(Records)
-- Begin --

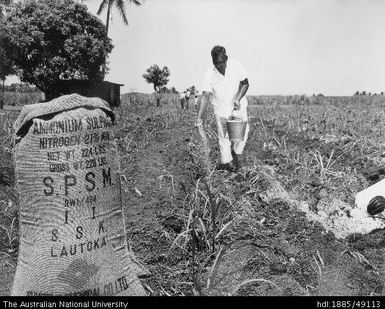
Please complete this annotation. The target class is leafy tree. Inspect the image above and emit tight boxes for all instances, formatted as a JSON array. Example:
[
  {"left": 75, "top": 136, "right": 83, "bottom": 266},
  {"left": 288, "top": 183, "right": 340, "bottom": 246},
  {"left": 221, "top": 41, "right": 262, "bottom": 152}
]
[
  {"left": 142, "top": 64, "right": 170, "bottom": 106},
  {"left": 0, "top": 0, "right": 113, "bottom": 99},
  {"left": 96, "top": 0, "right": 141, "bottom": 34},
  {"left": 142, "top": 64, "right": 170, "bottom": 92}
]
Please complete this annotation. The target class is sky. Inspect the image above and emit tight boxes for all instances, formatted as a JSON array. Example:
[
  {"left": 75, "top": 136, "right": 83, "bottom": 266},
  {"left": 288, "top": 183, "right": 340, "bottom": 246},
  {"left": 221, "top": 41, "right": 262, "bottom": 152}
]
[{"left": 6, "top": 0, "right": 385, "bottom": 95}]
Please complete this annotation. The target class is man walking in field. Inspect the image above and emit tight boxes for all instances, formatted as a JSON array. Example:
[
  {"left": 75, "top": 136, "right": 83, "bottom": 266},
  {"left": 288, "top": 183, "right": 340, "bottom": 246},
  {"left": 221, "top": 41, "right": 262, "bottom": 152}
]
[{"left": 196, "top": 46, "right": 249, "bottom": 172}]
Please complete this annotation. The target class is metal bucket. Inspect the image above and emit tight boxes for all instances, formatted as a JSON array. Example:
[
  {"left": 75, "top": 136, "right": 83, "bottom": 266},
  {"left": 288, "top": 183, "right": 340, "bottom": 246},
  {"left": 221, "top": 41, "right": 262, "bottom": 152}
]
[{"left": 226, "top": 119, "right": 247, "bottom": 142}]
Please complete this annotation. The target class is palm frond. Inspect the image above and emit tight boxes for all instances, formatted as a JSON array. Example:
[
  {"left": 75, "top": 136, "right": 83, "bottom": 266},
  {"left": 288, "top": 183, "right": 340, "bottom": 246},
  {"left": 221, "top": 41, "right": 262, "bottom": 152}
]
[
  {"left": 96, "top": 0, "right": 111, "bottom": 15},
  {"left": 114, "top": 0, "right": 128, "bottom": 25}
]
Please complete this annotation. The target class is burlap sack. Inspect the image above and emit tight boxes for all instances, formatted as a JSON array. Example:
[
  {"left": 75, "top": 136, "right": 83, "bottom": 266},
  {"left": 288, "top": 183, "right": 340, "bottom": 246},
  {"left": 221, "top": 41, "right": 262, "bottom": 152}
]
[{"left": 12, "top": 94, "right": 145, "bottom": 296}]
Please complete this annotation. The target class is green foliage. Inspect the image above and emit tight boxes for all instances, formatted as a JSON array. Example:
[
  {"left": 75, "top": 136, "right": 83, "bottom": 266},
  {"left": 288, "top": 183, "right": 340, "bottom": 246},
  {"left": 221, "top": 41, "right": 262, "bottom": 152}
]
[
  {"left": 142, "top": 64, "right": 170, "bottom": 92},
  {"left": 0, "top": 0, "right": 113, "bottom": 97}
]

-- End --

Written task:
Retype the lines of the material above word for word, from beginning to end. Leave the pictures out of your copy.

Response below:
Please complete this annotation. The target class is leafy tree. Inspect the image above and emit tight boxes for all instances, formatted as a JSON array. Example:
[
  {"left": 75, "top": 136, "right": 83, "bottom": 266},
  {"left": 288, "top": 183, "right": 340, "bottom": 246},
  {"left": 221, "top": 41, "right": 262, "bottom": 152}
]
[
  {"left": 142, "top": 64, "right": 170, "bottom": 106},
  {"left": 0, "top": 0, "right": 113, "bottom": 99},
  {"left": 96, "top": 0, "right": 141, "bottom": 34},
  {"left": 142, "top": 64, "right": 170, "bottom": 92}
]
Please complete this annotation. The target class is sky. Inspect the image above and emit tight boxes for all instances, formatted as a JSON array. Example:
[
  {"left": 75, "top": 136, "right": 83, "bottom": 266},
  {"left": 288, "top": 183, "right": 340, "bottom": 246},
  {"left": 221, "top": 41, "right": 262, "bottom": 152}
]
[{"left": 6, "top": 0, "right": 385, "bottom": 95}]
Please complete this annotation. The target class is man walking in field. Inspect the image above and emit tight boxes for all instances, formatted as a JSON array. Example:
[
  {"left": 75, "top": 136, "right": 83, "bottom": 266},
  {"left": 288, "top": 183, "right": 340, "bottom": 246},
  {"left": 221, "top": 41, "right": 262, "bottom": 152}
]
[{"left": 196, "top": 46, "right": 249, "bottom": 172}]
Please complete this annotation. The target class is metal bucket. Inspect the image above and emit tight boxes for all instances, formatted as a JSON array. Example:
[
  {"left": 75, "top": 136, "right": 83, "bottom": 266},
  {"left": 288, "top": 183, "right": 340, "bottom": 246},
  {"left": 221, "top": 41, "right": 262, "bottom": 152}
]
[{"left": 226, "top": 119, "right": 247, "bottom": 142}]
Please complete this annotation. The target class is palm frond. Inspect the image above and emit tight boxes for all instances, formatted as a JSON array. Example:
[
  {"left": 75, "top": 136, "right": 83, "bottom": 266},
  {"left": 288, "top": 183, "right": 340, "bottom": 246},
  {"left": 221, "top": 41, "right": 262, "bottom": 152}
]
[
  {"left": 96, "top": 0, "right": 111, "bottom": 15},
  {"left": 114, "top": 0, "right": 128, "bottom": 25}
]
Please complete this annotation. The target class is burlap sack. Inspect the image above and emit tight boxes for all instances, formatted as a JSON array. Example:
[
  {"left": 75, "top": 136, "right": 83, "bottom": 266},
  {"left": 288, "top": 183, "right": 340, "bottom": 246},
  {"left": 221, "top": 41, "right": 262, "bottom": 152}
]
[{"left": 12, "top": 94, "right": 145, "bottom": 296}]
Please complete this annotation. The target class is green foliage. Inspect the image above and emit tight boxes for all instances, formatted as a JSON array. Example:
[
  {"left": 75, "top": 136, "right": 83, "bottom": 266},
  {"left": 288, "top": 183, "right": 340, "bottom": 246},
  {"left": 221, "top": 41, "right": 262, "bottom": 152}
]
[
  {"left": 142, "top": 64, "right": 170, "bottom": 92},
  {"left": 0, "top": 0, "right": 113, "bottom": 97}
]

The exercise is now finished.